Retype each of the items below word for word, with no changes.
Start ENTRIES
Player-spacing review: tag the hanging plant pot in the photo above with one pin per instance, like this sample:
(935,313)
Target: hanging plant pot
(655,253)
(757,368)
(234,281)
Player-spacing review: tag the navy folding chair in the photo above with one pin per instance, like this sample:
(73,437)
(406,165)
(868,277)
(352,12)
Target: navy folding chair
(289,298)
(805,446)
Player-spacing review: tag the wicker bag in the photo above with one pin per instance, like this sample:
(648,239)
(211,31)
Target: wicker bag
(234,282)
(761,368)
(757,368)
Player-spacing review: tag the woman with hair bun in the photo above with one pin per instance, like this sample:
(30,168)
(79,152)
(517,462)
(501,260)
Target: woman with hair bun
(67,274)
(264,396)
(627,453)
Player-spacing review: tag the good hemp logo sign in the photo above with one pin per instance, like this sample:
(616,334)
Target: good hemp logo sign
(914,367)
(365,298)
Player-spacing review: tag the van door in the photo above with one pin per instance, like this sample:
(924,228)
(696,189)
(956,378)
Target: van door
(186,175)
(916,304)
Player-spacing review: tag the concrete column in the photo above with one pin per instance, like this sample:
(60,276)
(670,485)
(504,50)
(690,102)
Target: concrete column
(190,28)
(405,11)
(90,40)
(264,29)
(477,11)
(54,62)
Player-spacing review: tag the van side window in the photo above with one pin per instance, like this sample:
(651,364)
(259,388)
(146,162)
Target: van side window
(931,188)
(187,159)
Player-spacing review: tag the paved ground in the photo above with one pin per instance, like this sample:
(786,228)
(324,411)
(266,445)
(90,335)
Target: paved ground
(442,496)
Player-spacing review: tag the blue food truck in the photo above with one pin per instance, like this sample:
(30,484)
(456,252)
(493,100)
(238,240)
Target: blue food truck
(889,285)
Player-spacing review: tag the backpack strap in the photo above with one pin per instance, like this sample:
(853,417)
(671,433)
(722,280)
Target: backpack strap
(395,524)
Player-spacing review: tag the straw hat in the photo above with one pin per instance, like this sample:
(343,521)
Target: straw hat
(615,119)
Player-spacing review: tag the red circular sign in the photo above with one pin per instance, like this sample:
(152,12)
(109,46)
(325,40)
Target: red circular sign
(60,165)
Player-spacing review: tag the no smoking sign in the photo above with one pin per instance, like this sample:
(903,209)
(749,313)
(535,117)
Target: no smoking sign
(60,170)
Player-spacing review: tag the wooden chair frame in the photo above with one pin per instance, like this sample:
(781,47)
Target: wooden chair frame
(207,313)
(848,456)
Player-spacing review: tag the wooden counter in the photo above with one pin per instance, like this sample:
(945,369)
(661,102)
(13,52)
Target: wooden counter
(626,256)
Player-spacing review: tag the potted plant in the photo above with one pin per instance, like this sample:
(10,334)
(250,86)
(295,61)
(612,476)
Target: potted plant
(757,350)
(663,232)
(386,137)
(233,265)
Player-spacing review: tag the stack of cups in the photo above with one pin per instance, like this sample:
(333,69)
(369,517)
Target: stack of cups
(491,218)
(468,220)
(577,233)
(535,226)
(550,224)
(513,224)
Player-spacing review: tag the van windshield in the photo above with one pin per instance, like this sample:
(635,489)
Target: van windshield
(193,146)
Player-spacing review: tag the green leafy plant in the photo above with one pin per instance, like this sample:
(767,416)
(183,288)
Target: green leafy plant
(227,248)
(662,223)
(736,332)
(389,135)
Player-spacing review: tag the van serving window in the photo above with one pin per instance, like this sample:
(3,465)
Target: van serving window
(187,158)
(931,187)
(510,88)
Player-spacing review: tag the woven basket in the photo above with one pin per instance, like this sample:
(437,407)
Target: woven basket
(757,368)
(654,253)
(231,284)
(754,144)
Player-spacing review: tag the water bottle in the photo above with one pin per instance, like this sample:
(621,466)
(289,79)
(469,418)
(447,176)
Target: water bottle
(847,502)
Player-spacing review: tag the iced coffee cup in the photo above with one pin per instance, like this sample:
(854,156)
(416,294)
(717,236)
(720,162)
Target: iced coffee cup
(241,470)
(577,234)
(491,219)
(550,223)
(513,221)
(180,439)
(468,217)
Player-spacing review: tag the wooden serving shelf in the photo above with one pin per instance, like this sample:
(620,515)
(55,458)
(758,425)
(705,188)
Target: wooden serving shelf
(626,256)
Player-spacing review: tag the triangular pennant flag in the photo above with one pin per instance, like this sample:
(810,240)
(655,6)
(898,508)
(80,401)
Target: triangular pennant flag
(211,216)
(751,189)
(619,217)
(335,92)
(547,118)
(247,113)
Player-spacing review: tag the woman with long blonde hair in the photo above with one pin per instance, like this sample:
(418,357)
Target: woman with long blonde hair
End ENTRIES
- **FINISHED TASK**
Player-spacing review: tag the hanging plant pot in the photo above with one pin per instance, like this sample:
(935,313)
Target: hanging plant pot
(655,253)
(757,368)
(234,281)
Player-spacing review: tag the navy folding chair in the photo above with one pin per instance, like this sample:
(73,437)
(406,165)
(868,277)
(352,12)
Target: navy folding chair
(289,298)
(805,446)
Player-spacing review: tag the wicker bag in the photo above with one pin per instance, like this sample:
(648,239)
(211,31)
Target: wicker bag
(234,282)
(761,368)
(757,368)
Player-spacing review: tag the woman with hair bun in the photo above with one pin per instance, like this sample:
(30,168)
(79,152)
(517,462)
(501,260)
Target: woman with hair bun
(67,274)
(264,396)
(627,453)
Player-spacing review: tag the good hemp logo sign in the photo above with one pin per instance, like this sample:
(616,334)
Target: good hemp logo sign
(914,367)
(365,298)
Player-spacing review: tag the van door in the photo above with one pin per instance, like this sample:
(924,228)
(696,189)
(956,378)
Target: van door
(186,175)
(916,304)
Player-spacing review: tag the concrete column in the photo above with one pin per instance, like this sample:
(60,276)
(670,485)
(504,50)
(690,102)
Target: concrete column
(190,28)
(405,11)
(90,40)
(264,29)
(477,11)
(54,62)
Player-spacing review: tag the van side window in the photo above with one pin per instance, like this sample:
(651,364)
(259,388)
(146,162)
Target: van side window
(931,188)
(187,159)
Player-spacing review: tag the paved ground in the photo above with one pin per instance, like this sample:
(786,228)
(324,411)
(266,445)
(90,335)
Target: paved ground
(442,496)
Player-spacing review: tag the blue food truck in the photo above with one pin per instance, like this sample:
(30,484)
(456,252)
(493,100)
(238,240)
Target: blue food truck
(889,285)
Player-spacing review: tag the backpack strap in the photo above with one pin per instance, like this sample:
(853,417)
(671,433)
(722,280)
Target: backpack strap
(395,524)
Player-spacing review: tag the straw hat in the photo above with one pin per instance, like this sample:
(343,521)
Target: straw hat
(615,119)
Player-spacing review: tag the red circular sign in the photo above with one pin per instance, like this sample:
(152,12)
(109,46)
(325,40)
Target: red circular sign
(60,165)
Player-spacing review: tag the no smoking sign in the photo above with one pin per instance, like this sample:
(903,209)
(749,313)
(535,117)
Target: no smoking sign
(60,170)
Player-spacing review: tag the wooden chair frame in the photo above with one pin per instance, like this sample:
(781,47)
Target: wooden chair frame
(207,313)
(848,456)
Player-spacing review: tag the wooden counter in the photo above with one pin per instance, like this sample:
(945,369)
(661,102)
(13,52)
Target: wooden counter
(626,256)
Player-spacing review: tag the potted plant in the photo above with one pin per instance, like this sample:
(10,334)
(250,86)
(295,61)
(612,476)
Target: potted plant
(757,350)
(663,232)
(386,137)
(233,265)
Player-spacing review: tag the stack of cups in the photo above with one pin per instance, like this sample:
(333,69)
(369,517)
Target: stack of cups
(491,218)
(468,220)
(577,233)
(535,226)
(550,224)
(513,224)
Player-spacing review: tag the van windshield in the photo above with one pin per instance, like this sample:
(635,489)
Target: van windshield
(193,146)
Player-spacing review: tag the green leafy plant in the photo above with one pin per instance, like this sample:
(767,416)
(183,288)
Target: green leafy plant
(227,248)
(662,223)
(736,332)
(389,135)
Player-spacing review: tag the van serving window in the photo above with one pin per instance, like this sample:
(3,465)
Target: van serving window
(187,158)
(931,187)
(510,88)
Player-spacing review: tag the woven basket in the photo above with one pin per instance, like this sample:
(437,407)
Target: woven basket
(757,368)
(654,253)
(231,284)
(754,144)
Player-spacing review: tag the water bottle in the photo above with one pin per instance, like this sample:
(621,466)
(289,79)
(469,418)
(447,176)
Target: water bottle
(847,502)
Player-spacing review: tag the iced coffee cup in the photo above with one pin per instance, like this sample:
(854,156)
(416,294)
(717,236)
(720,162)
Target: iced coffee cup
(241,470)
(577,234)
(491,219)
(550,223)
(513,221)
(180,439)
(468,217)
Player-spacing review: tag the wooden serving shelf in the photo above with one pin per instance, like this sample:
(620,515)
(55,458)
(758,425)
(705,188)
Target: wooden serving shelf
(626,256)
Player-spacing review: tag the triangular pennant flag in the photo above with one pin per instance, like this sample:
(810,240)
(655,6)
(898,508)
(80,401)
Target: triangular pennant flag
(211,216)
(751,189)
(619,217)
(335,92)
(547,118)
(247,113)
Player-spacing review: tag the woman with long blonde hair in the photo above with one pin per instance, like this sample:
(418,357)
Target: woman with long blonde hair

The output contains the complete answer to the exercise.